▸ **What to produce**: Please return every line in the records below that contains the word "Give".

▸ **Saved entries**:
-=-=-=-=-
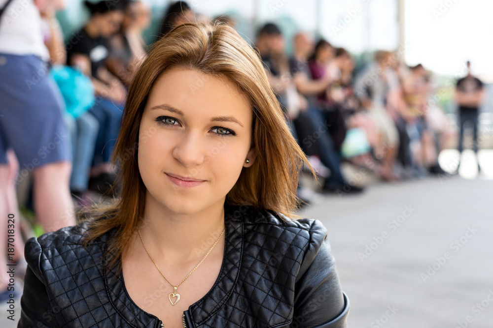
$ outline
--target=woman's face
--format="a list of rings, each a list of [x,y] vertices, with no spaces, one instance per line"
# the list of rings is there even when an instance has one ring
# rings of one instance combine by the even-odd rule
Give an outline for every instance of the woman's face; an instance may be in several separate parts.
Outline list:
[[[252,115],[231,82],[181,67],[162,74],[149,94],[139,129],[138,164],[146,201],[182,214],[222,206],[242,169],[255,158]],[[187,183],[172,176],[202,182]]]

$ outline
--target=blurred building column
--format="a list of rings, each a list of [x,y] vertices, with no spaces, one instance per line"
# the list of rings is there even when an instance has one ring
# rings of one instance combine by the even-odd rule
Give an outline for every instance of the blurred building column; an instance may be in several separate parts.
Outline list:
[[[404,16],[404,0],[397,0],[398,4],[397,7],[397,21],[399,22],[399,47],[403,49],[403,53],[401,54],[399,57],[402,62],[406,62],[406,47],[403,45],[405,44],[406,34],[404,29],[404,23],[405,23],[405,16]]]

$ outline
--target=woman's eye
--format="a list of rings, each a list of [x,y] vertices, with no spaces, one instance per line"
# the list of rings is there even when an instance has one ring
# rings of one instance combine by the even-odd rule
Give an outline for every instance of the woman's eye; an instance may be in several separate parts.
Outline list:
[[[160,116],[156,118],[154,120],[159,123],[159,124],[164,125],[179,125],[177,119],[169,116]],[[177,124],[175,124],[176,123]],[[232,130],[226,129],[224,127],[221,127],[220,126],[214,126],[212,128],[211,131],[216,134],[220,136],[229,136],[236,135],[236,133]]]
[[[174,125],[176,119],[169,116],[160,116],[156,118],[156,121],[167,125]]]
[[[212,129],[212,131],[214,130],[216,131],[215,132],[216,133],[221,136],[234,136],[236,135],[236,133],[231,130],[221,127],[220,126],[216,126]]]

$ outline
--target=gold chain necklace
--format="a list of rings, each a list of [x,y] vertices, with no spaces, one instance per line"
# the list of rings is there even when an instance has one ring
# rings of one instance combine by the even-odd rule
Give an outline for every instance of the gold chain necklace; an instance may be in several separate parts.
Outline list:
[[[174,286],[173,284],[172,284],[171,282],[170,282],[170,281],[168,280],[168,279],[164,276],[164,275],[163,274],[163,272],[161,271],[161,269],[159,268],[159,267],[157,266],[157,265],[156,264],[156,262],[155,262],[154,260],[152,259],[152,258],[151,257],[150,254],[149,254],[149,252],[147,251],[147,247],[145,247],[145,244],[144,243],[144,241],[142,240],[142,236],[141,236],[140,231],[138,229],[137,231],[139,232],[139,236],[141,238],[141,241],[142,241],[142,244],[143,245],[144,248],[145,249],[145,251],[147,252],[147,255],[149,255],[149,258],[151,259],[151,261],[152,261],[152,263],[154,264],[154,265],[156,266],[156,268],[157,268],[157,269],[159,270],[159,273],[161,273],[161,275],[162,276],[163,276],[163,277],[166,280],[166,281],[168,281],[168,283],[169,283],[170,285],[171,285],[172,287],[173,287],[175,289],[175,291],[173,292],[173,293],[170,293],[170,295],[168,296],[168,298],[170,300],[170,302],[171,303],[171,305],[174,306],[175,304],[177,303],[178,301],[180,300],[180,295],[177,293],[176,293],[176,288],[177,288],[178,286],[181,285],[181,283],[184,281],[187,278],[189,277],[190,275],[193,273],[193,271],[195,271],[195,269],[199,267],[199,266],[200,266],[201,264],[204,261],[204,260],[206,259],[206,258],[207,257],[207,256],[209,255],[210,253],[211,253],[211,251],[212,250],[212,248],[214,248],[214,246],[216,245],[216,244],[217,243],[217,242],[219,241],[220,239],[221,239],[221,237],[222,237],[222,235],[223,234],[224,234],[224,232],[226,231],[226,227],[225,227],[224,229],[223,229],[222,232],[221,233],[221,235],[220,235],[219,236],[219,238],[218,238],[217,240],[215,241],[215,242],[212,245],[212,246],[211,247],[211,249],[209,250],[209,251],[206,254],[205,256],[203,258],[202,258],[202,259],[200,260],[200,262],[199,262],[199,264],[197,265],[197,266],[194,268],[193,268],[193,269],[192,270],[192,271],[191,271],[190,272],[188,273],[188,275],[187,275],[187,276],[185,277],[185,278],[183,278],[183,280],[181,280],[180,283],[178,284],[176,286]],[[171,300],[172,298],[176,298],[176,300],[175,301],[174,303],[173,302],[173,301]]]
-=-=-=-=-
▸ **Result of the exercise**:
Give an outline for every instance of the woman's face; an instance may be in several separate parts.
Give an outline for every instance of the blurred building column; an instance may be in several separate parts.
Give an outline for every instance of the woman's eye; an instance may be in several separate parts.
Give an outline for every instance of the gold chain necklace; an instance may be in several separate parts.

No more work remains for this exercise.